Text to read:
##########

Everyone Certified: If you are guarding, you need to be certified as a lifeguard. If you are teaching swimming and assessing competencies, you need to be certified.

If you require all staff to be certified in First Aid and CPR, then they need to be certified. Certification is a qualification for a job in aquatics.

Best Practice: When someone applies for staff positions, review their certifications. If they are hired, certifications should be verified with the organizations awarding them and photocopies of the originals should be kept in their employment files.

When required by law, the age of the applicant must also be verified (if work permits are required, applicants cannot become employees until the work permits are on file).

Job Descriptions: As the aquatics director you need a job description. So does everyone else with responsibility for the waterfront programs.

A basic job description defines the position or job function, defines the minimal qualifications and details the expectations for the person holding the position through the use of job segments, each with measurable outcomes.

Best Practice: Everyone has a job description that clearly defines their overall function, qualifications required to hold the position, and performance expectations.

Play By the Rules: There are rules set by government (federal, state, and local), rules set by your organization, and even rules set by you and your staff.

Follow these rules, mentor your staff and model appropriate safe behavior whenever you are in or around the aquatics area. Make your rules a list of things to do because they create a safe environment for everyone.

Best Practice: Swimmers (and staff) should be nurtured and rewarded for playing safe. They should understand why the rules exist, and they should aspire to comply.

If someone is putting their own self or others at risk, then perhaps some time out of the water, to reflect on the nature of the infraction, is in order. But don’t misuse activities and punishment, like taking an activity that should be a good thing and using it as punishment (countless swimmers have been punished for inappropriate behavior using a distance swim or the butterfly stoke as the misused tool).

##########

Job: Please reproduce the aquatics text above word for word, starting at "A basic job" and going up to and including "and your staff.".

Data block:
##########

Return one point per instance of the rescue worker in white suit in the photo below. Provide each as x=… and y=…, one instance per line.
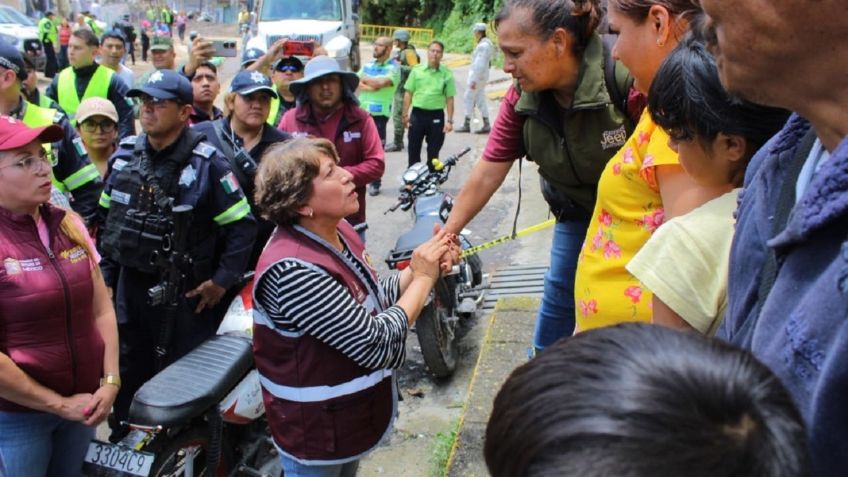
x=478, y=76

##########

Exercise solution:
A basic job description defines the position or job function, defines the minimal qualifications and details the expectations for the person holding the position through the use of job segments, each with measurable outcomes.

Best Practice: Everyone has a job description that clearly defines their overall function, qualifications required to hold the position, and performance expectations.

Play By the Rules: There are rules set by government (federal, state, and local), rules set by your organization, and even rules set by you and your staff.